I've replied to your questions inline...

On Mon, Jun 13, 2016 at 1:45 PM, Peter Geoghegan <pg(at)heroku(dot)com> wrote:

> On Thu, May 19, 2016 at 5:33 AM, <virendra(at)idyllic-software(dot)com> wrote:
> > ## We have system where we perform lot of insert and update (no delete)
> and
> > some time upsert query.
> >
> > ## Error the ruby pg library report
> > PG::ObjectNotInPrerequisiteState: ERROR: attempted to delete
> invisible
> > tuple
>
> I am having difficulty isolating this bug, although I have some
> high-level theories [1]. (I won't have much time to work on it this
> week, but want to get ahead of that.)
>
> Any further details you can provide may be useful. For example:
>
> * How many clients are running when problems are seen?
>

This was with 92 concurrent client connections. These are pooled
connections for both reading/writing, I expect the actual number of
simultaneous transactions is far less, but 92 is an upper boundary.

> * How frequently can you see a problem? Is it easy for you to
> reproduce the problem, or is this something you only see every once in
> a long while?
>

Roughly 5-25 times an hour, every hour, relatively dispersed throughout the
hour. In a "bad hour" some of the errors are closely time correlated (2-3
within a second) but generally the errors are well dispersed throughout a
given hour and impact only a single insert with many minutes before it
occurs again. I can consistently reproduce the problem, but only under
production workloads. I've spent a couple hours trying to run simulations
but haven't come up with the correct mix/concurrency to trigger the issue.

• STORED DATA
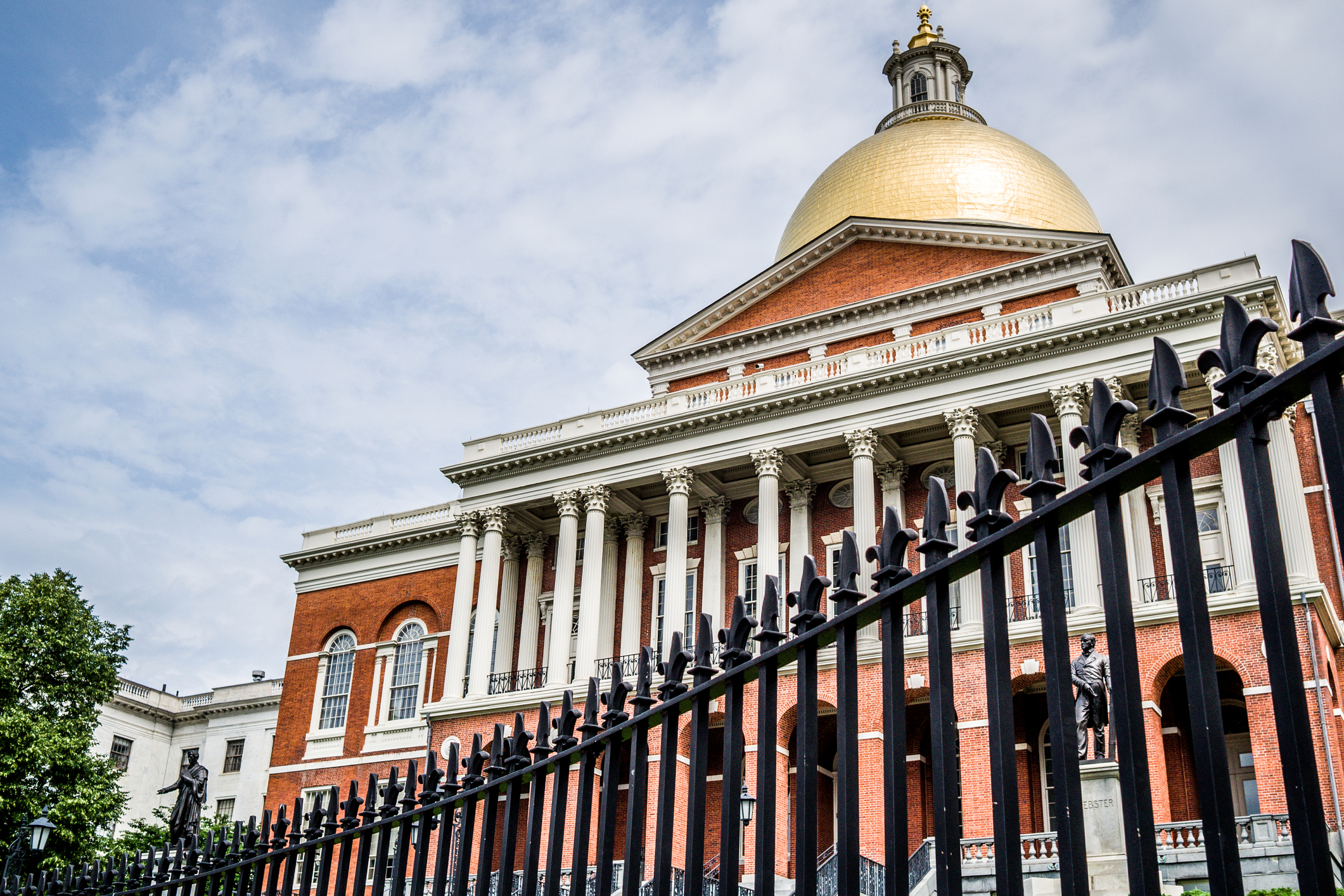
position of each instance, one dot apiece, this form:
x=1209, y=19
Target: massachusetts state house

• WORK INSTRUCTIONS
[1] In the mailing list reply about the "attempted to delete invisible tuple" error, how many concurrent client connections were in use when the problem appeared?
[2] Go on with the mailing list reply about the "attempted to delete invisible tuple" error, starting after its last sentence.
None of the tasks uses the listing.

• ANSWERS
[1] 92 concurrent client connections.

[2]
* Do you notice any correlation between this issue and other things?
> For example, do you tend to notice that other queries are running at
> the same time? What do your logs look like around the time that the
> error is raised?

There doesn't appear to be an correlation. My metrics are somewhat coarse
for these instance though, so a short CPU burst might be lost in averages.
I haven't seen anything else in the logs/metrics/queries which correlates
with these events.

Ideally, you'd be able to build Postgres yourself, with the attached
> patch applied (the 9.5 release branch should be used, of course). This
> will provoke a hard crash in the event of hitting this problem. You
> can set things up such that this produces a core dump for further
> debugging here (for the directly affected backend):
>
>
> https://wiki.postgresql.org/wiki/Getting_a_stack_trace_of_a_running_PostgreSQL_backend_on_Linux/BSD
>
> I'm particularly interested in seeing a backtrace from the core dump.
> That should make the general nature of the problem clear.
>

If I can come up with a synthetic workload which triggers this I will
happily build a patched postgres and send along core dumps. I was
considering enabling full statement logging (including the up to 10MB JSON
objects) for half an hour to see if replaying all those statements triggers
the same error, but have not yet done so.

> Thanks
>
> [1]
> https://www.postgresql.org/message-id/CAM3SWZSf_R5g4w_md-etXyUdUtzYzWofFZ9qOzPOhbnrBUHz8A@mail.gmail.com
> --
> Peter Geoghegan
>

Thanks again for your help tracking this down.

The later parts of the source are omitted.